* **TASK INSTRUCTIONS**: Reproduce every one of the rows below word for word, with no changes.

* **DATASET CONTENT**:
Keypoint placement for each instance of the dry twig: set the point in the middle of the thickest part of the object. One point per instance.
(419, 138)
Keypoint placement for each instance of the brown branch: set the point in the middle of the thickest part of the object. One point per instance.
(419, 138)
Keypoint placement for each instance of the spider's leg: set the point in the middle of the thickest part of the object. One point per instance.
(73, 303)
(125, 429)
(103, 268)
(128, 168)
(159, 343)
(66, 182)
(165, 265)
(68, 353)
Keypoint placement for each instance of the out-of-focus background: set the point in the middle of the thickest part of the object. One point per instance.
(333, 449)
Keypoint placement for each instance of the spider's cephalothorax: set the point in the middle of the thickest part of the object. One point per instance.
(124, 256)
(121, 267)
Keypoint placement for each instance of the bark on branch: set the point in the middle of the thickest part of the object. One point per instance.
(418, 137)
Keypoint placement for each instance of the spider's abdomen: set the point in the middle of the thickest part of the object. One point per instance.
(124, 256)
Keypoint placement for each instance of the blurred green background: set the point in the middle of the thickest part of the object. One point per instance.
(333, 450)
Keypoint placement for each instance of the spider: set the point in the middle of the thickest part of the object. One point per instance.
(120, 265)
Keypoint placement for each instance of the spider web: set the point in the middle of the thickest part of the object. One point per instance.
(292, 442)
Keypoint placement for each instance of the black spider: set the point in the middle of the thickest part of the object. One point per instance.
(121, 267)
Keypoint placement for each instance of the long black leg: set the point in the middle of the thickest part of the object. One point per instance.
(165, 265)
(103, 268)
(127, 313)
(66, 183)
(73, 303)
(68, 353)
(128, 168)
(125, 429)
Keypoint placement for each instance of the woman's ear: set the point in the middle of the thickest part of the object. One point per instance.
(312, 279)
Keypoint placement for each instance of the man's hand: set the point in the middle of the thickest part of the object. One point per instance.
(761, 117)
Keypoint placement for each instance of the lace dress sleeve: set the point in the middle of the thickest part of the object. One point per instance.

* **RESULT BELOW**:
Keypoint placement for each instance of the dry twig: set the point in the middle of the thickest part of the object. One point per instance.
(419, 138)
Keypoint placement for each instance of the brown branch: set the point in the middle of the thickest part of the object. One point per instance.
(419, 138)
Keypoint placement for each instance of the spider's leg: set the point in the middle of the thickest part of the object. One point per instance.
(73, 303)
(125, 429)
(103, 268)
(128, 168)
(159, 343)
(66, 182)
(165, 265)
(68, 353)
Keypoint placement for each instance of the out-of-focus background: set the point in the middle of the thickest part of the object. One point per instance.
(333, 449)
Keypoint placement for each instance of the spider's cephalothorax: set the point in the middle of the thickest part of the object. One point per instance.
(124, 256)
(121, 267)
Keypoint placement for each instance of the bark on branch: set the point in the middle of the thickest part of the object. One point per instance.
(418, 137)
Keypoint placement for each instance of the spider's abdomen: set the point in the middle of the thickest part of the object. One point per instance.
(124, 256)
Keypoint placement for each instance of the blurred green background: set the point in the middle of the thickest part of the object. One point per instance.
(333, 450)
Keypoint placement for each instance of the spider: set the point in the middle of the thickest part of the object. One point per instance.
(120, 265)
Keypoint placement for each instance of the spider web: set the point in the middle of the thickest part of the object. One point per instance.
(292, 442)
Keypoint placement for each instance of the black spider: set the point in the middle of the thickest part of the object. One point per instance.
(121, 267)
Keypoint placement for each instance of the long black leg: set the point in the middle of the thickest part of the object. One point per instance.
(165, 265)
(103, 268)
(127, 313)
(66, 183)
(73, 303)
(68, 353)
(128, 168)
(125, 429)
Keypoint placement for each instance of the woman's ear: set the point in the middle of the thickest part of the object. One point per instance.
(312, 279)
Keypoint placement for each instance of the man's hand: set the point in the middle of the thickest part of the object. One point per instance.
(761, 117)
Keypoint placement for each instance of the lace dress sleeve: set the point in the middle of the thickest part of the object. One point per instance.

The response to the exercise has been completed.